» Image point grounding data
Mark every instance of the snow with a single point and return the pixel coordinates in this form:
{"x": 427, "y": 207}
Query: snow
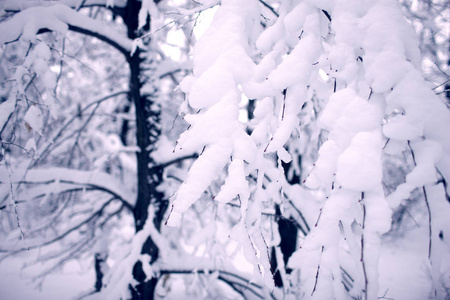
{"x": 359, "y": 166}
{"x": 33, "y": 118}
{"x": 27, "y": 23}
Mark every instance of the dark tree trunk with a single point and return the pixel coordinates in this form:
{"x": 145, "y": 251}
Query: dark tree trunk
{"x": 149, "y": 175}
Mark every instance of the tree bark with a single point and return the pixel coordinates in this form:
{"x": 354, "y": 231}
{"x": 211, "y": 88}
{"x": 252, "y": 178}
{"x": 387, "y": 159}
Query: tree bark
{"x": 149, "y": 175}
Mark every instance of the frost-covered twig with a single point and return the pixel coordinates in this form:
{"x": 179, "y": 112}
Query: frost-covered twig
{"x": 426, "y": 203}
{"x": 317, "y": 273}
{"x": 363, "y": 225}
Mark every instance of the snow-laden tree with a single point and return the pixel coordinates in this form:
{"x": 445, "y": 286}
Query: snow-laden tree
{"x": 345, "y": 133}
{"x": 83, "y": 84}
{"x": 323, "y": 158}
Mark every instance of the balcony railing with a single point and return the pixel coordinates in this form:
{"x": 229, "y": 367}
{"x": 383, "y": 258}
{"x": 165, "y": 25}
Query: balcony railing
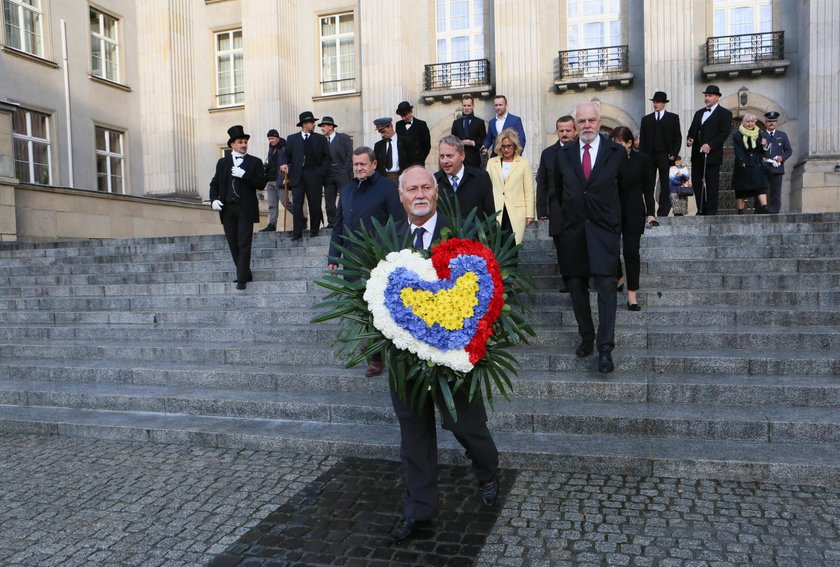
{"x": 745, "y": 48}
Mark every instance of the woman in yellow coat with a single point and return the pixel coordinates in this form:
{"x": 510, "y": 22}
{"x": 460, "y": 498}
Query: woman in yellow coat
{"x": 513, "y": 185}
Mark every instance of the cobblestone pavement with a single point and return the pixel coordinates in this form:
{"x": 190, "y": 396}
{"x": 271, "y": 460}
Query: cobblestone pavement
{"x": 68, "y": 502}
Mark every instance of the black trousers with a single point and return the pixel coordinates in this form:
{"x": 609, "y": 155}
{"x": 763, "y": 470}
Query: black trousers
{"x": 709, "y": 206}
{"x": 418, "y": 448}
{"x": 311, "y": 185}
{"x": 607, "y": 302}
{"x": 239, "y": 232}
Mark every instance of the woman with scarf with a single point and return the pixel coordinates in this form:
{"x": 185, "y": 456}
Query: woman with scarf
{"x": 748, "y": 179}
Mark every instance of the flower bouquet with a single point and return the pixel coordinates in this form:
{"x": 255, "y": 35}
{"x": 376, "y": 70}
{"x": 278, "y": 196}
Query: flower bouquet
{"x": 443, "y": 320}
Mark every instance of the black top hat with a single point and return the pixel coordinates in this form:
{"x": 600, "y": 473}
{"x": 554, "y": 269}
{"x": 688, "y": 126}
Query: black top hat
{"x": 235, "y": 133}
{"x": 306, "y": 116}
{"x": 404, "y": 108}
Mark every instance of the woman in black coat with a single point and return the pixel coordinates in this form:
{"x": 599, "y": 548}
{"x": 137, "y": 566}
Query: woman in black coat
{"x": 635, "y": 189}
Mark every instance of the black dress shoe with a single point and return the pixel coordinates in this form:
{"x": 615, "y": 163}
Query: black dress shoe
{"x": 489, "y": 491}
{"x": 605, "y": 363}
{"x": 585, "y": 348}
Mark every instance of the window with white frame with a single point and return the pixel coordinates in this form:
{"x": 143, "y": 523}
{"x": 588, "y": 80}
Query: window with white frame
{"x": 31, "y": 138}
{"x": 460, "y": 30}
{"x": 23, "y": 25}
{"x": 230, "y": 72}
{"x": 104, "y": 46}
{"x": 338, "y": 53}
{"x": 110, "y": 161}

» Exercise
Each line from the one with "Query: woman with scarf" through the end of the entries above is to be returned word for word. Nothing else belongs in the answer.

» Response area
Query: woman with scarf
{"x": 748, "y": 179}
Mark every instance of the flower bouquet with a single point and return the pixel coordinates in this form:
{"x": 255, "y": 35}
{"x": 376, "y": 70}
{"x": 278, "y": 196}
Query: flower bouquet
{"x": 443, "y": 320}
Mark every instance of the black top hat with a single point and return the pixel coordinates in this form:
{"x": 600, "y": 473}
{"x": 554, "y": 269}
{"x": 688, "y": 126}
Query: black top hat
{"x": 235, "y": 133}
{"x": 306, "y": 116}
{"x": 404, "y": 108}
Mark every instance of the woman in black coat with a single point and return the pixel coordinates in this form:
{"x": 599, "y": 548}
{"x": 137, "y": 566}
Query: woman in black coat
{"x": 635, "y": 189}
Mark every instance of the black dress shoe with a single point and return the pixel coordinates in this form:
{"x": 615, "y": 163}
Query: black dress shoe
{"x": 489, "y": 491}
{"x": 605, "y": 363}
{"x": 585, "y": 348}
Mark every instance of the window with white frame with a single point and return the pixel coordinates in this form:
{"x": 143, "y": 523}
{"x": 588, "y": 80}
Query: window with white frame
{"x": 31, "y": 138}
{"x": 460, "y": 30}
{"x": 23, "y": 25}
{"x": 230, "y": 72}
{"x": 104, "y": 46}
{"x": 338, "y": 53}
{"x": 110, "y": 161}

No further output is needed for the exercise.